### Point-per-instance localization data
%%
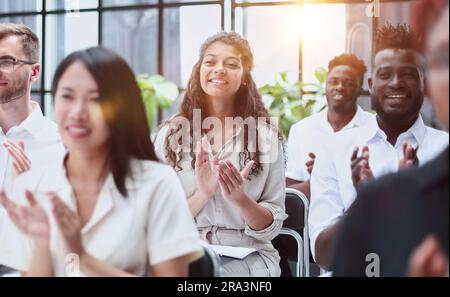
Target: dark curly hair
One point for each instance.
(389, 36)
(247, 97)
(350, 60)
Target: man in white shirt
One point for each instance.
(309, 136)
(21, 120)
(396, 137)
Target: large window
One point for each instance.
(164, 36)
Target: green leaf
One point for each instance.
(321, 74)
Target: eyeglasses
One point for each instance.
(9, 65)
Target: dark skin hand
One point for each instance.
(361, 171)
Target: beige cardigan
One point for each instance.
(221, 218)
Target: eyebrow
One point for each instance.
(228, 58)
(410, 67)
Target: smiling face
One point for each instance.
(78, 111)
(343, 87)
(16, 84)
(221, 72)
(397, 85)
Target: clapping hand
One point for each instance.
(20, 161)
(361, 171)
(232, 181)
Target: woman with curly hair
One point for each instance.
(229, 156)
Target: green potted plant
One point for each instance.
(291, 102)
(156, 93)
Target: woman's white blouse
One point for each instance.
(151, 225)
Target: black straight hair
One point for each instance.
(122, 107)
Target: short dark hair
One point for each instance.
(350, 60)
(122, 107)
(30, 42)
(400, 36)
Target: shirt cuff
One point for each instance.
(271, 231)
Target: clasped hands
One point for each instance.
(32, 220)
(211, 173)
(361, 171)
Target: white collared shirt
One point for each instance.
(332, 190)
(152, 225)
(311, 135)
(42, 144)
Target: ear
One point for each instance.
(35, 72)
(426, 90)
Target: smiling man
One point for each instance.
(395, 138)
(307, 138)
(21, 120)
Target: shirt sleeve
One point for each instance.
(272, 198)
(296, 168)
(16, 248)
(159, 143)
(326, 204)
(171, 228)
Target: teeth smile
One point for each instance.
(217, 81)
(78, 131)
(397, 96)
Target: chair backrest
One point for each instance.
(297, 208)
(206, 266)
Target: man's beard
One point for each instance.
(14, 93)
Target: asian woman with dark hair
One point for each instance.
(110, 209)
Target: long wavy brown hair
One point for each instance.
(248, 101)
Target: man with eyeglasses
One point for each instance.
(395, 139)
(27, 138)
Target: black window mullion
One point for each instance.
(43, 37)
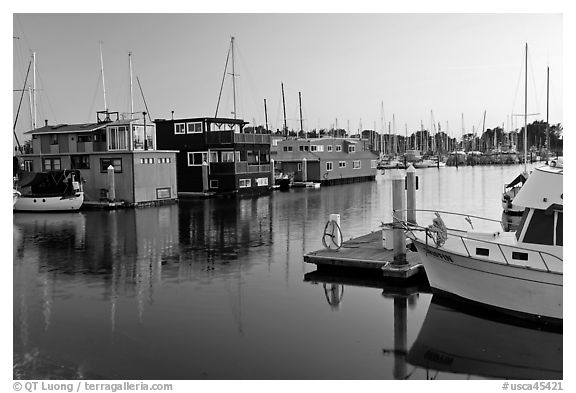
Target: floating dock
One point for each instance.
(367, 252)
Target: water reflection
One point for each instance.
(461, 342)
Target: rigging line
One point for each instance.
(94, 96)
(223, 78)
(144, 99)
(19, 104)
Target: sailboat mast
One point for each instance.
(103, 81)
(34, 88)
(265, 115)
(233, 77)
(300, 104)
(526, 109)
(131, 95)
(284, 107)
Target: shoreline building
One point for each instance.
(327, 161)
(216, 156)
(142, 174)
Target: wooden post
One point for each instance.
(111, 184)
(205, 184)
(398, 205)
(411, 194)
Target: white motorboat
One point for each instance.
(50, 191)
(515, 272)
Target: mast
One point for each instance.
(526, 109)
(34, 89)
(284, 107)
(301, 124)
(131, 95)
(265, 115)
(233, 76)
(103, 81)
(547, 107)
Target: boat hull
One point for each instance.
(508, 288)
(46, 204)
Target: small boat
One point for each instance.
(50, 191)
(519, 272)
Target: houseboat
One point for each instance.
(142, 173)
(216, 156)
(327, 161)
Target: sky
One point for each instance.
(417, 67)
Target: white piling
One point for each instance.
(398, 206)
(111, 184)
(411, 194)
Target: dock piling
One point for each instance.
(397, 207)
(411, 194)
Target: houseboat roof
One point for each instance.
(542, 189)
(67, 128)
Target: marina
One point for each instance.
(304, 203)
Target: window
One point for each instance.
(106, 162)
(521, 256)
(28, 166)
(262, 181)
(163, 193)
(117, 138)
(194, 127)
(80, 162)
(228, 156)
(179, 128)
(198, 158)
(51, 164)
(482, 251)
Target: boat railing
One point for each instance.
(542, 260)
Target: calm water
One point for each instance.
(215, 289)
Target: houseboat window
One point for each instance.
(521, 256)
(28, 166)
(264, 157)
(244, 183)
(117, 138)
(540, 229)
(115, 162)
(80, 162)
(179, 128)
(51, 164)
(482, 251)
(194, 127)
(559, 230)
(228, 156)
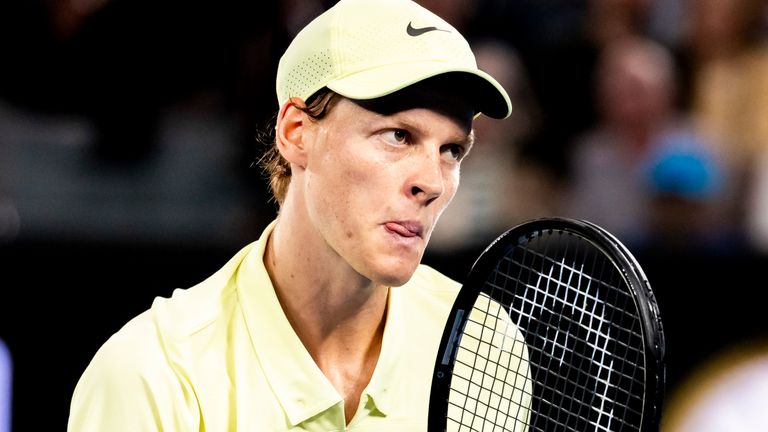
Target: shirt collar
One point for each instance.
(299, 385)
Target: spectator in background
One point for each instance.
(729, 65)
(728, 53)
(635, 85)
(500, 186)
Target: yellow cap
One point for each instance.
(365, 49)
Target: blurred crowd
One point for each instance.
(648, 117)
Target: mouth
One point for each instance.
(405, 228)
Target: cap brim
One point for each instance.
(489, 97)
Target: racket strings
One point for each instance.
(579, 362)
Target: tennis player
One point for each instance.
(328, 321)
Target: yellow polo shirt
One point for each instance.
(221, 356)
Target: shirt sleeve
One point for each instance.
(130, 386)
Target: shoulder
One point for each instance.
(431, 286)
(128, 383)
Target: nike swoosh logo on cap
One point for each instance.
(412, 31)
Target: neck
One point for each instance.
(337, 314)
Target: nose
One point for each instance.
(426, 182)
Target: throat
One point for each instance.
(350, 382)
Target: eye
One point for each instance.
(397, 136)
(454, 152)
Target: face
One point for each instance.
(375, 184)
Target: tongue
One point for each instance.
(399, 229)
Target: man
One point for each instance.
(328, 321)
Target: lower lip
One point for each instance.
(396, 232)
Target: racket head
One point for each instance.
(594, 342)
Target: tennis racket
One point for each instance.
(555, 329)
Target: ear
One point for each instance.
(290, 133)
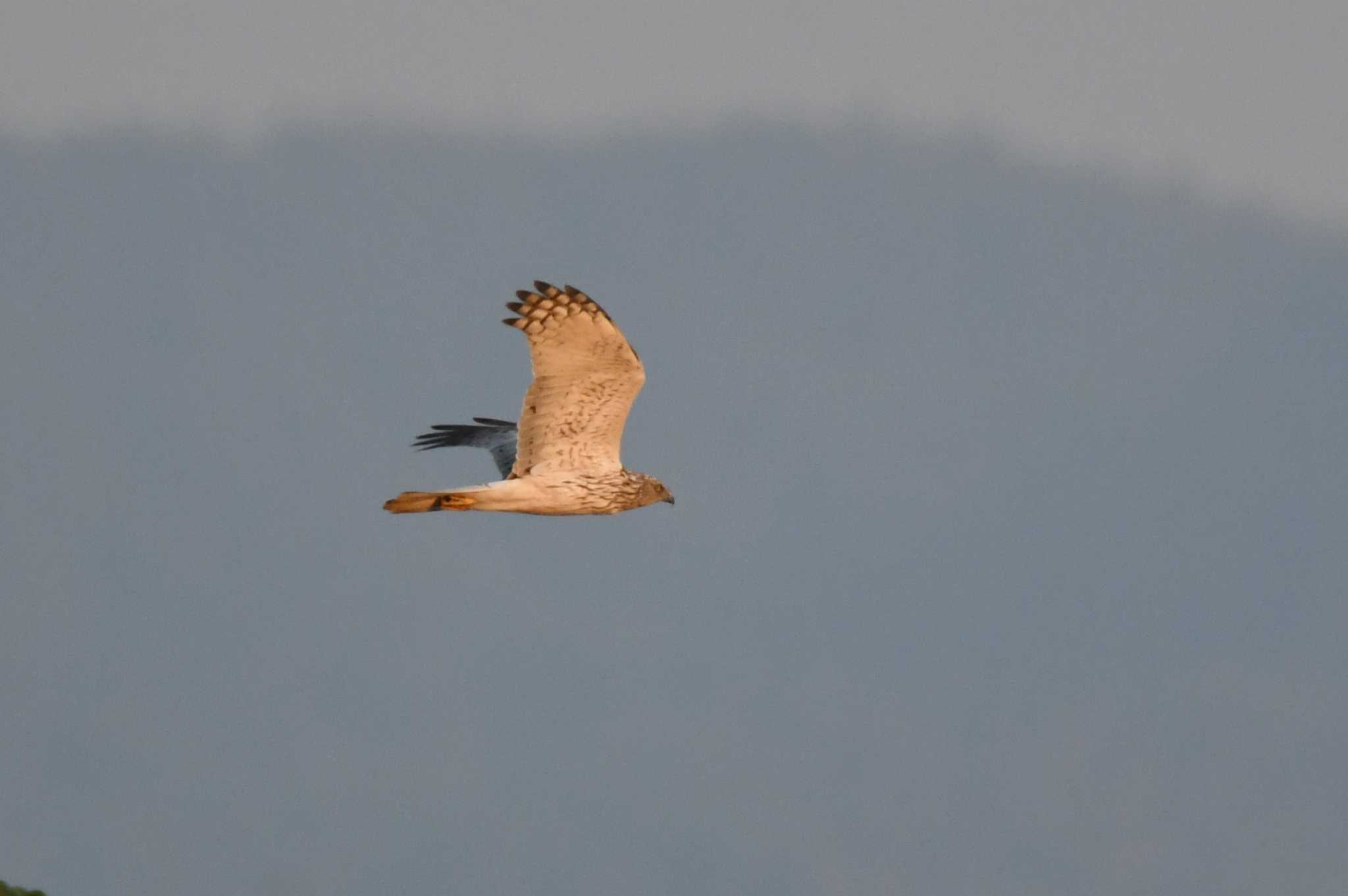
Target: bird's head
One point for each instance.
(650, 491)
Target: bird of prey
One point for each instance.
(563, 459)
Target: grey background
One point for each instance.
(1007, 559)
(1243, 96)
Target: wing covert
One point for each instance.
(585, 379)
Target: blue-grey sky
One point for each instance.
(1008, 437)
(1243, 96)
(1007, 559)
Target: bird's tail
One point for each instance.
(428, 501)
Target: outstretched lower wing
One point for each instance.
(585, 379)
(495, 436)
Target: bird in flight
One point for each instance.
(563, 459)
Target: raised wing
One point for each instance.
(585, 379)
(495, 436)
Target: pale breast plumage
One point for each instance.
(564, 459)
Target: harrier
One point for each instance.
(564, 457)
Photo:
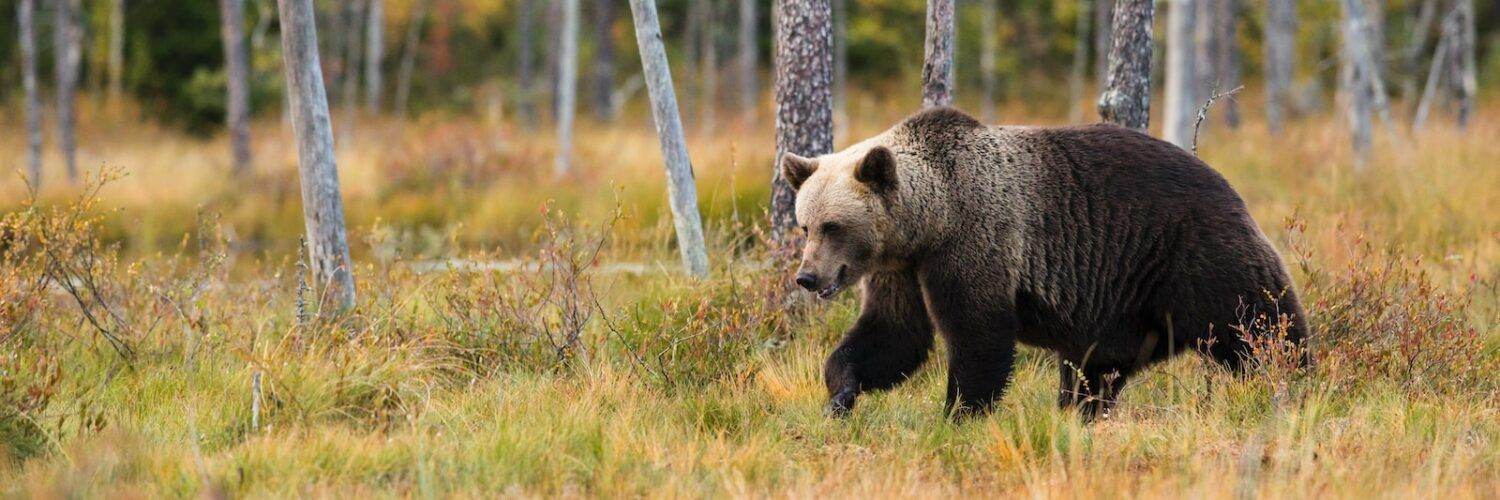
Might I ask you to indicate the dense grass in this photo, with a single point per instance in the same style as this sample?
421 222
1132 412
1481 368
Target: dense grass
638 380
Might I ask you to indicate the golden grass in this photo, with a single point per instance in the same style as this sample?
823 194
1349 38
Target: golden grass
384 404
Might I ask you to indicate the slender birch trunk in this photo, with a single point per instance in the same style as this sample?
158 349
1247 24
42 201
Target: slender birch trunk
803 96
26 20
237 68
989 50
116 63
567 87
938 54
1182 99
749 56
318 170
1080 60
1125 99
374 54
680 183
408 56
1280 44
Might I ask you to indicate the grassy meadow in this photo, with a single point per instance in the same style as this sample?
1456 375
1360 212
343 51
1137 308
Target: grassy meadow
521 334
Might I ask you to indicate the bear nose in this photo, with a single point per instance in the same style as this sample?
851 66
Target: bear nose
807 281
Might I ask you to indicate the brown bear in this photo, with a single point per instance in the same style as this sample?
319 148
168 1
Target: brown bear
1101 243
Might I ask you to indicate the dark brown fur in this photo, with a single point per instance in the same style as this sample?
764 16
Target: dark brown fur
1100 243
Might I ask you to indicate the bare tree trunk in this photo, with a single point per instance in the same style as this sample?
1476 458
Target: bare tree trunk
680 183
803 96
708 48
525 98
603 60
351 56
68 56
1103 20
1281 42
938 54
1226 54
26 20
1464 56
408 54
1359 77
1080 60
567 87
1125 99
749 54
1182 98
237 68
116 65
374 54
840 9
989 50
321 203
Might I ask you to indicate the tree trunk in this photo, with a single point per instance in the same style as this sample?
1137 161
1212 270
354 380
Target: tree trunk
803 96
989 50
408 54
1359 77
840 90
938 54
567 87
1182 99
374 54
236 68
318 170
747 56
1125 99
603 60
708 48
1464 56
1281 42
116 63
680 183
1080 59
68 54
26 20
1103 20
1226 54
525 98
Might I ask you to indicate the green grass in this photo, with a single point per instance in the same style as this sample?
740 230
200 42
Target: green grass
450 383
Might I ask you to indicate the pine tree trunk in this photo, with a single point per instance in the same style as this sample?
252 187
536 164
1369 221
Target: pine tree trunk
318 170
803 96
68 56
603 60
237 68
1125 99
1466 69
1182 83
408 54
1280 45
749 56
681 186
26 20
840 11
708 48
1080 60
567 87
938 54
1103 29
989 50
116 63
374 54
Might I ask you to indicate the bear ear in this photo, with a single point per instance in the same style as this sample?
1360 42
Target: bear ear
878 168
797 168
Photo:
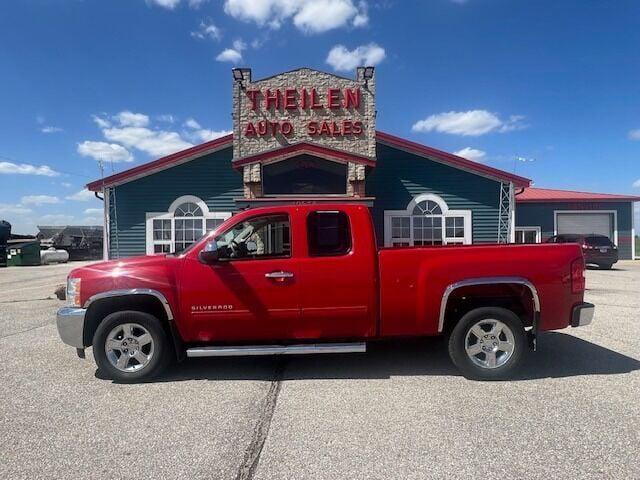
%%
### Problem to solve
Check every line of the data, and copy the ones that contain "window".

### Written answer
Target: large window
Target: black window mullion
Target: window
Target: houseboat window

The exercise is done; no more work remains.